--- EXTRACTED RECORDS ---

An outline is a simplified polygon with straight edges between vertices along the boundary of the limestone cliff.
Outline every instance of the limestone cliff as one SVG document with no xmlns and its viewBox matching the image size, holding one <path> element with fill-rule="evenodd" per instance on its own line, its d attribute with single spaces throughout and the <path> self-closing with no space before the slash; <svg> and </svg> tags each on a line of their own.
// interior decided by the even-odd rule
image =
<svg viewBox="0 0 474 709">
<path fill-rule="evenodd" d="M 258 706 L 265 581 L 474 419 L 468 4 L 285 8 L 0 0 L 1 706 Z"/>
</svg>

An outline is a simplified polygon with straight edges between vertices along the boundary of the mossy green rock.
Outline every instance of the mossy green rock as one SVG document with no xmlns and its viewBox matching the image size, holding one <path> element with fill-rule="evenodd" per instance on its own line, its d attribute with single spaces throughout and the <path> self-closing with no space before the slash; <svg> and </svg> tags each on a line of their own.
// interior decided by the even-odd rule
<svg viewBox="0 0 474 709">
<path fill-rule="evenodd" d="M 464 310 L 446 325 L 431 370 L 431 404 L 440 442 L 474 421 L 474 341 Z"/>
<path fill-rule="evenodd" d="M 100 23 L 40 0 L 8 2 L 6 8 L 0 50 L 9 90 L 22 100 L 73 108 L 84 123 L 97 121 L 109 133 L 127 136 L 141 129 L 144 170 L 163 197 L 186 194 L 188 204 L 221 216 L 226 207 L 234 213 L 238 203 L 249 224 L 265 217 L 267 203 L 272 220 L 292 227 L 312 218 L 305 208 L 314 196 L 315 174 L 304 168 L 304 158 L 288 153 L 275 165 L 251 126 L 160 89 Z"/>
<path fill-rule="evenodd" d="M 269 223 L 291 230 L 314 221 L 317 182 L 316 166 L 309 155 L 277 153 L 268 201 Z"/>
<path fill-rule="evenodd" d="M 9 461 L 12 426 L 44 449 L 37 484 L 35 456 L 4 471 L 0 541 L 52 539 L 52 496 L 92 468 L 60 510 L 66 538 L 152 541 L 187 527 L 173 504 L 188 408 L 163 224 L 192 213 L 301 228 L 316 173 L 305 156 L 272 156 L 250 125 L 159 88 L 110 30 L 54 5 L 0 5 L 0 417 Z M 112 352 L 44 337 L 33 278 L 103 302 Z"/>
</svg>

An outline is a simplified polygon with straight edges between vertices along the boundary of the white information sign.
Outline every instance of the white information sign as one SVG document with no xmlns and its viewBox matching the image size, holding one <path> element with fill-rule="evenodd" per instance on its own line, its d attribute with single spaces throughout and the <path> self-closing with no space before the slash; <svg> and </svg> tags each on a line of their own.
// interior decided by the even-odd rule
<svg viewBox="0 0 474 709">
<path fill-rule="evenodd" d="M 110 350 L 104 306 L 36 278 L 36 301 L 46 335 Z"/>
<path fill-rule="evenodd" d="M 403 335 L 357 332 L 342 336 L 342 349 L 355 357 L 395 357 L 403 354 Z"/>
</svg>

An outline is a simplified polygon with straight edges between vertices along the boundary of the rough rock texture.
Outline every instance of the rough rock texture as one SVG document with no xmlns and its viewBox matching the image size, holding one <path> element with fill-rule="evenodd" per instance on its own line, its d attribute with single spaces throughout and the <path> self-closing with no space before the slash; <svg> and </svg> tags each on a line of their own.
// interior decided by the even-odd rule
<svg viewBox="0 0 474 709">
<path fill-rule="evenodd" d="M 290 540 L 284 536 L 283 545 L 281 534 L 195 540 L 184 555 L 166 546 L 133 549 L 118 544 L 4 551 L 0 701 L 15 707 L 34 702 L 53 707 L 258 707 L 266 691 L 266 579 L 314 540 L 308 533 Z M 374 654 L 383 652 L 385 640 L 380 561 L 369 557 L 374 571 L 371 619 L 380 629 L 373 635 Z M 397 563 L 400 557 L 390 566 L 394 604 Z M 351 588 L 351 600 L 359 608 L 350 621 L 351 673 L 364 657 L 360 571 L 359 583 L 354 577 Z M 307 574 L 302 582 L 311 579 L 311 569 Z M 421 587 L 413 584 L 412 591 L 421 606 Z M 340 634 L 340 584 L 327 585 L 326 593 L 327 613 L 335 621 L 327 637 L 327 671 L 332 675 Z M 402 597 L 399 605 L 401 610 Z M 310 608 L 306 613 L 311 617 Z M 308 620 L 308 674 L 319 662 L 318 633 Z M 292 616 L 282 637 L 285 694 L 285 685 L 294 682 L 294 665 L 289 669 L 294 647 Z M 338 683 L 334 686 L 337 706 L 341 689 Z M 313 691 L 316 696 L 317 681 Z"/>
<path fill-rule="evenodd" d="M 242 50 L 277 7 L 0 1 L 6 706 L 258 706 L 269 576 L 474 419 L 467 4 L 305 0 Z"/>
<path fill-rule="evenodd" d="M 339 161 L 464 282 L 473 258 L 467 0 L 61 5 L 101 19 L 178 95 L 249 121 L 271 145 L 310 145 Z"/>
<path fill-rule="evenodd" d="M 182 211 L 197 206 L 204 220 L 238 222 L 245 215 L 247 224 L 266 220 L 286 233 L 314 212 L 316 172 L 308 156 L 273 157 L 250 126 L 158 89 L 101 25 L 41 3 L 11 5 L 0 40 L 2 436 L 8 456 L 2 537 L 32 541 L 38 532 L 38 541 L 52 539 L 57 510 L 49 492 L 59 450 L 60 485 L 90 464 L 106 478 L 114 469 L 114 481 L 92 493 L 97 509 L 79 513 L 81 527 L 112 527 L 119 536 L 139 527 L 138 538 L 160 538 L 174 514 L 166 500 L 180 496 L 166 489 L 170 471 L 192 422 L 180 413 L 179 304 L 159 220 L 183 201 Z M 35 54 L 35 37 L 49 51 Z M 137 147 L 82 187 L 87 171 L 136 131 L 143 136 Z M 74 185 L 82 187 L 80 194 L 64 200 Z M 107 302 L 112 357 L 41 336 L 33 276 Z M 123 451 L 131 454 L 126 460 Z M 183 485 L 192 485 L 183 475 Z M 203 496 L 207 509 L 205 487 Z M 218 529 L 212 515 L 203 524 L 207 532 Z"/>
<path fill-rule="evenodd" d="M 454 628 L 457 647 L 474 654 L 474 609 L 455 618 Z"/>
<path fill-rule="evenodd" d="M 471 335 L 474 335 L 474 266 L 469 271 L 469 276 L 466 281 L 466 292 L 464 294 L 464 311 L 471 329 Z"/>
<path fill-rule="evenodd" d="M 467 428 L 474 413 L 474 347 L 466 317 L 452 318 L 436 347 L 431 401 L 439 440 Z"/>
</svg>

---

WORK INSTRUCTION: Write the complete data out, exactly as above.

RESULT OF THIS EXERCISE:
An outline is a simplified polygon with straight edges between vertices along the boundary of the limestone cliff.
Outline every instance of the limestone cliff as one SVG document with no xmlns and its viewBox matching the image size, holding one <path> element with fill-rule="evenodd" per instance on its own line, its d attribute with single spaces throughout and the <path> self-closing with no space before the slash; <svg> and </svg> tags each on a line of their own.
// interior decided by the even-odd rule
image =
<svg viewBox="0 0 474 709">
<path fill-rule="evenodd" d="M 258 706 L 265 581 L 474 419 L 468 4 L 285 8 L 0 0 L 1 706 Z"/>
</svg>

An outline is a simplified polygon with straight edges between vertices along the boundary of the mossy green rock.
Outline every instance of the mossy green rock as one SVG document with no xmlns and its viewBox matching the image size, holding one <path> element with fill-rule="evenodd" per instance on its own line, its d attribute with single spaces throughout and the <path> self-closing with no space before the slash; <svg> and </svg> tags each on a line of their own.
// interior decided by the even-odd rule
<svg viewBox="0 0 474 709">
<path fill-rule="evenodd" d="M 464 310 L 446 325 L 431 370 L 431 404 L 440 442 L 474 421 L 474 341 Z"/>
<path fill-rule="evenodd" d="M 100 23 L 40 0 L 8 2 L 6 8 L 0 50 L 9 90 L 22 100 L 73 108 L 84 123 L 97 121 L 109 133 L 127 136 L 141 129 L 144 170 L 163 197 L 186 194 L 188 204 L 221 216 L 226 207 L 234 213 L 238 203 L 249 224 L 265 217 L 267 203 L 272 220 L 292 227 L 312 218 L 305 208 L 314 196 L 315 174 L 304 168 L 304 158 L 288 153 L 275 165 L 251 126 L 160 89 Z"/>
<path fill-rule="evenodd" d="M 269 223 L 291 230 L 314 221 L 317 182 L 316 166 L 309 155 L 277 153 L 268 201 Z"/>
<path fill-rule="evenodd" d="M 9 461 L 12 426 L 44 449 L 37 484 L 35 456 L 4 471 L 0 541 L 52 539 L 52 496 L 92 468 L 60 510 L 66 538 L 152 541 L 187 527 L 173 504 L 188 408 L 163 224 L 192 213 L 301 228 L 316 173 L 305 156 L 272 156 L 250 125 L 159 88 L 110 30 L 54 5 L 0 5 L 0 417 Z M 112 352 L 44 337 L 33 278 L 103 302 Z"/>
</svg>

An outline is a simplified polygon with straight edges between vertices along the boundary of the white information sign.
Outline every instance of the white information sign as one SVG document with no xmlns and its viewBox matching the image size, holding one <path> element with fill-rule="evenodd" per instance on its own line, its d attribute with single spaces throughout and the <path> self-closing with no space before the slash; <svg> and </svg> tags each on a line of their own.
// interior decided by the even-odd rule
<svg viewBox="0 0 474 709">
<path fill-rule="evenodd" d="M 110 350 L 104 306 L 36 278 L 36 301 L 46 335 Z"/>
<path fill-rule="evenodd" d="M 403 335 L 357 332 L 342 336 L 342 349 L 355 357 L 395 357 L 403 354 Z"/>
</svg>

An outline is a simplified polygon with straight edges between vertices along the boundary of the rough rock texture.
Outline every instance of the rough rock texture as one SVG document with no xmlns and its viewBox matching the image size, holding one <path> element with fill-rule="evenodd" per instance on its own line, its d attribute with single spaces throughout and the <path> self-closing with no space before the slash; <svg> and </svg> tags each on a line of their own.
// interior decided by the even-odd rule
<svg viewBox="0 0 474 709">
<path fill-rule="evenodd" d="M 290 540 L 284 536 L 283 545 L 281 534 L 195 540 L 184 555 L 166 546 L 133 549 L 118 544 L 4 551 L 0 701 L 15 707 L 34 702 L 53 707 L 258 707 L 266 691 L 266 579 L 314 540 L 308 533 Z M 374 654 L 383 652 L 385 640 L 380 561 L 369 557 L 374 571 L 371 619 L 380 629 L 373 635 Z M 397 563 L 400 557 L 390 566 L 394 604 Z M 351 588 L 351 600 L 359 608 L 350 621 L 351 673 L 364 657 L 360 571 L 359 583 L 354 577 Z M 307 574 L 302 582 L 311 579 L 311 569 Z M 421 587 L 413 584 L 412 591 L 421 606 Z M 340 634 L 340 584 L 327 585 L 326 593 L 327 613 L 335 621 L 327 637 L 327 671 L 332 675 Z M 402 597 L 399 605 L 401 610 Z M 310 608 L 306 613 L 311 617 Z M 308 620 L 308 674 L 319 662 L 318 633 Z M 292 616 L 282 637 L 285 694 L 285 685 L 294 682 L 294 665 L 289 669 L 294 647 Z M 338 683 L 334 686 L 337 706 L 341 689 Z M 313 691 L 316 696 L 317 681 Z"/>
<path fill-rule="evenodd" d="M 242 50 L 277 7 L 0 1 L 6 706 L 258 706 L 269 576 L 474 419 L 467 4 L 305 0 Z"/>
<path fill-rule="evenodd" d="M 339 161 L 464 282 L 473 258 L 467 0 L 61 5 L 101 19 L 178 95 L 249 121 L 271 145 L 310 145 Z"/>
<path fill-rule="evenodd" d="M 182 211 L 197 206 L 204 220 L 238 222 L 245 215 L 247 224 L 266 220 L 286 233 L 314 212 L 316 172 L 308 156 L 273 157 L 250 126 L 158 89 L 101 25 L 41 3 L 11 5 L 0 40 L 2 436 L 8 456 L 2 537 L 32 541 L 38 532 L 38 541 L 52 539 L 57 510 L 49 492 L 59 450 L 60 485 L 90 464 L 106 478 L 114 469 L 114 481 L 92 493 L 97 509 L 79 513 L 81 527 L 112 527 L 119 536 L 139 527 L 138 538 L 160 538 L 174 514 L 166 500 L 180 496 L 166 489 L 170 471 L 192 422 L 180 413 L 179 304 L 159 220 L 183 201 Z M 35 54 L 35 37 L 49 51 Z M 137 147 L 82 187 L 87 171 L 136 131 L 143 136 Z M 74 185 L 82 187 L 80 194 L 64 200 Z M 107 302 L 112 357 L 41 336 L 33 276 Z M 123 451 L 131 454 L 126 460 Z M 183 485 L 192 485 L 183 475 Z M 203 496 L 207 509 L 205 487 Z M 218 529 L 212 515 L 203 524 L 207 532 Z"/>
<path fill-rule="evenodd" d="M 454 628 L 457 647 L 474 654 L 474 609 L 455 618 Z"/>
<path fill-rule="evenodd" d="M 471 335 L 474 335 L 474 266 L 469 271 L 469 276 L 466 281 L 466 292 L 464 294 L 464 311 L 471 329 Z"/>
<path fill-rule="evenodd" d="M 467 428 L 474 413 L 474 347 L 466 317 L 452 318 L 436 347 L 431 401 L 439 440 Z"/>
</svg>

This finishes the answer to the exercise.